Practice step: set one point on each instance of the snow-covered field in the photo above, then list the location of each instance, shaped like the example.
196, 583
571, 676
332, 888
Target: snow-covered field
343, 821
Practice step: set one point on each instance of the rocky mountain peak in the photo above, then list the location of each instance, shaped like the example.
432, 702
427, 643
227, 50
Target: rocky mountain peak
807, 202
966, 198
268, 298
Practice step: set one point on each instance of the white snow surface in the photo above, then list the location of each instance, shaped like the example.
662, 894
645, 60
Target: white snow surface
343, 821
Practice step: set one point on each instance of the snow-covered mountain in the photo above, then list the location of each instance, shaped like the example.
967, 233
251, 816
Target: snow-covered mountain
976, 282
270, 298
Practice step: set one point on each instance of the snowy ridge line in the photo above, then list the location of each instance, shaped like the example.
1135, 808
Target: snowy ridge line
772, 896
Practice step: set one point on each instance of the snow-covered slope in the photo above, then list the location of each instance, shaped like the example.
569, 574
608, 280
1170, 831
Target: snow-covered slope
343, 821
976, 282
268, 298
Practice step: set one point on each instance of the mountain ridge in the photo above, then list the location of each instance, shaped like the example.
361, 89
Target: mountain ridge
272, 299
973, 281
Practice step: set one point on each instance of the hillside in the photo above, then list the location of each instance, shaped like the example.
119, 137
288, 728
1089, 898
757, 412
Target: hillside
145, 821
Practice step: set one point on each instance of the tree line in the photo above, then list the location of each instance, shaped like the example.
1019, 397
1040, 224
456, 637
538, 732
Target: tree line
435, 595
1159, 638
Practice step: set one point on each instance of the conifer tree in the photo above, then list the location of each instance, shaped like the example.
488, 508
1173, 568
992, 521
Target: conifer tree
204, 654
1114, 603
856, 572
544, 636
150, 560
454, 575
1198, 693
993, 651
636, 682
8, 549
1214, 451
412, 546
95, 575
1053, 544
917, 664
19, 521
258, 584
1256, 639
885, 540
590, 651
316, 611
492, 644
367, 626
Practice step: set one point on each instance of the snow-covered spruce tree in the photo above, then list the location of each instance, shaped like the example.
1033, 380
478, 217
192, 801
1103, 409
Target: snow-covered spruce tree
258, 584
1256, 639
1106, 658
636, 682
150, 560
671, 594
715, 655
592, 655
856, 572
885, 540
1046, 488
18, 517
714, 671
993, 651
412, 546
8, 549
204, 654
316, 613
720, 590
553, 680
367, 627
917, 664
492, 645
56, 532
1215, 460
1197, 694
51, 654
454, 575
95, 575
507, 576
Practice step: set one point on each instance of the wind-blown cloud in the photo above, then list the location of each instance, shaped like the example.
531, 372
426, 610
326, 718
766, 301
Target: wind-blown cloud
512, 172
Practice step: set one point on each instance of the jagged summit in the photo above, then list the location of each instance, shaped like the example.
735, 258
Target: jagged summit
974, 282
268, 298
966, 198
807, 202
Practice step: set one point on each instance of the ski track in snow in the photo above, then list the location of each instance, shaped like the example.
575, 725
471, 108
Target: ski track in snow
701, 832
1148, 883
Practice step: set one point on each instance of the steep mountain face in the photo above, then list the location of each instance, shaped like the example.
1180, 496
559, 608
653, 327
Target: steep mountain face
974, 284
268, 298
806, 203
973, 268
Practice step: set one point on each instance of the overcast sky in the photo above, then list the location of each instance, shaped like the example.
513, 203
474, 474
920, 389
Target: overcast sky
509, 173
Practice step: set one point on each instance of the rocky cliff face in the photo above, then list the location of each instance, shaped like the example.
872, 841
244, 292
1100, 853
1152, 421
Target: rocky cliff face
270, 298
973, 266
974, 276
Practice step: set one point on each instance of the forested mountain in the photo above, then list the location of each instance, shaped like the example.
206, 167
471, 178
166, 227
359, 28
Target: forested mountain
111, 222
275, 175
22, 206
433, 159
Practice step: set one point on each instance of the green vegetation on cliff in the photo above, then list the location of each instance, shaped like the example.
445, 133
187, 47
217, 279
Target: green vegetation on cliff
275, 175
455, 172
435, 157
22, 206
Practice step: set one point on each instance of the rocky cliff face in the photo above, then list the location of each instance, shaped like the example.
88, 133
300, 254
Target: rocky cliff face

··········

Print nothing but the lines from the line with "Practice step: set one point on each instance of the steep" to the last line of the records above. Both of those lines count.

§ **EXERCISE OUTPUT**:
Practice step: set one point on each instance of the steep mountain face in the photo above, then list the location of each instance, shaped like the example.
1180, 496
559, 608
653, 327
Target: steep mountain face
974, 284
268, 298
806, 203
973, 268
Practice step: set one point on each instance of the overcast sky in the photo above, then list the location of each instance, shaped like the example.
513, 203
474, 474
920, 389
Target: overcast sky
509, 173
Practice step: set one point on each instance of the rocky cliff face in the photo above, then list the location of each instance, shaped like the example.
872, 841
244, 292
1100, 853
1152, 421
Target: rocky cliff face
270, 298
973, 266
974, 276
Practice step: set one point on each instance of the forested mountain in the photo above, then list the location of each instance, shaped like the example.
206, 167
471, 178
166, 227
359, 28
Target: forested mountain
111, 222
275, 175
22, 206
433, 159
Practice step: set one point on each instance of the green vegetation on cliff in the photo above, then list the location of each instance, shaped like the example.
445, 133
187, 47
217, 279
Target: green vegetation on cliff
275, 175
455, 172
435, 157
22, 206
Practice step: set one point on each instance of the rocky cliff face in the photo above, then list the location of each instance, shaped like the example.
88, 133
300, 254
Target: rocky cliff face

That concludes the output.